**Raw data**
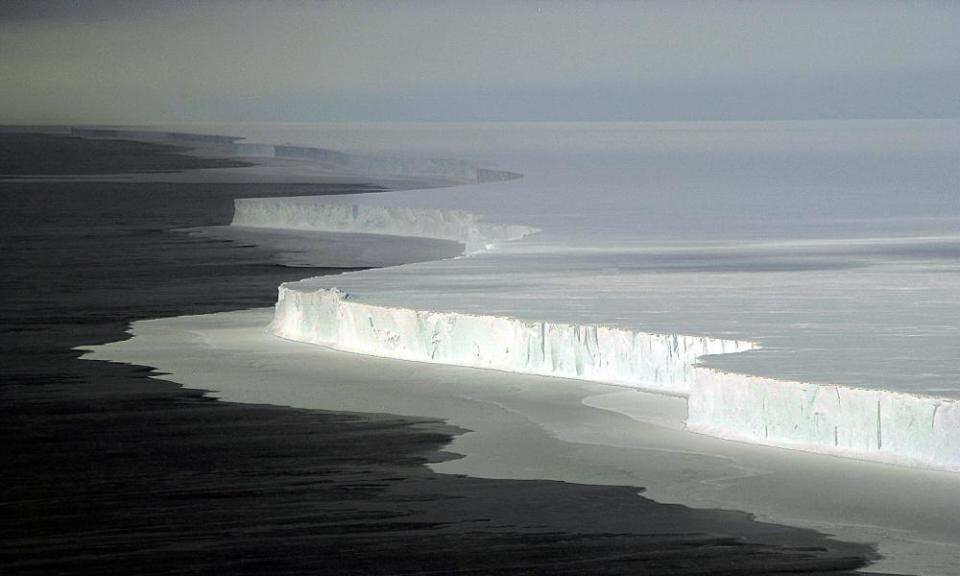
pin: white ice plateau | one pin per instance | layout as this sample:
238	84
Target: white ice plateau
782	284
796	281
823	255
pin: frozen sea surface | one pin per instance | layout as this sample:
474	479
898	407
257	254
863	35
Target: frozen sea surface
834	247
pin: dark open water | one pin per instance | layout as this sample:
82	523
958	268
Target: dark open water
108	472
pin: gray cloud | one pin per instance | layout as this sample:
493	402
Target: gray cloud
137	62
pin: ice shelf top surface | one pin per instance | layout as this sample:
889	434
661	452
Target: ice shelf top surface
834	245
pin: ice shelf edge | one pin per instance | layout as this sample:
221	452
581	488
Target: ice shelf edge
875	425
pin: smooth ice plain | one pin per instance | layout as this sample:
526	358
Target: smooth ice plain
795	282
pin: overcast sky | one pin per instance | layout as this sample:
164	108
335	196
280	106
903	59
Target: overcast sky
125	61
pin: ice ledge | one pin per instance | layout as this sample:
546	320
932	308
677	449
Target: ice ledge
307	213
876	425
658	362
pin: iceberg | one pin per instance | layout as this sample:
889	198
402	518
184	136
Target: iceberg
305	213
879	425
656	362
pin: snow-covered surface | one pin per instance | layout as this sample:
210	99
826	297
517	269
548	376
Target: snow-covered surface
659	362
367	217
829	251
535	427
832	248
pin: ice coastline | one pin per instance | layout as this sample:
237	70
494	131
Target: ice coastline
740	338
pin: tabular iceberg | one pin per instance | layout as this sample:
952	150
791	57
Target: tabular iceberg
306	213
657	362
856	230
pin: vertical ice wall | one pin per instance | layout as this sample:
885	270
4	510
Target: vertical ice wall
307	213
660	362
878	425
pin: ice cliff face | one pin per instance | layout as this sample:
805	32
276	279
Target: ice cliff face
308	213
446	169
873	425
879	425
658	362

**Your instructions**
Write the data out again exactly, but without its images.

**Result of this exercise**
pin: white ice plateau | one pin per instance | layout as this sample:
238	84
Target: white ice plateau
782	284
796	281
823	255
pin: frozen sea surface | one pin per instance | layout as this sample:
474	479
898	407
257	254
863	35
Target: frozen sea surface
834	247
pin: dark open water | one pin per instance | layout as this sample:
82	523
958	268
Target: dark open water
108	472
pin: gray cloud | one pin per instance | layout as this sample:
493	402
Target: gray cloud
137	62
pin: ice shelf top surface | one pin per instance | layout as this sample:
889	434
661	452
Target: ice shelf top surface
834	245
pin: ice shelf edge | one pin per instance | layout as this sample:
221	452
581	488
Target: ice shelf edge
875	425
pin: smooth ice plain | one pin per instance | layout as this sample:
526	358
Target: smooth ice plain
795	282
pin: overcast sky | one pin per instance | layout as this sample:
164	108
335	196
280	106
903	59
Target: overcast sky
125	61
pin: ice ledge | one pin per instance | layout as this sample:
546	320
932	308
677	449
Target: ice ledge
307	213
876	425
658	362
pin: iceberg | one pin per instance | layout as this sample:
889	198
402	518
184	136
Target: iceberg
305	213
879	425
656	362
pin: snow-covered surface | one pin per instance | layout as this sample:
210	99
826	297
517	269
548	376
Target: snow-covered surface
659	362
367	217
829	251
535	427
832	248
pin: ice coastline | one pin per instance | layout as this sample:
237	70
494	131
Target: ice coastline
740	338
pin: tabular iceberg | one pin per instance | layout as this sample:
952	150
791	57
Target: tabular iceberg
306	213
657	362
856	230
pin: vertical ice wall | one pin per instance | layout as this sample:
885	270
4	510
Target: vertical ice wall
307	213
660	362
878	425
pin: ice cliff face | one pin per instance | layout as this sample:
805	32
276	279
Target: ice cliff face
308	213
446	169
873	425
879	425
658	362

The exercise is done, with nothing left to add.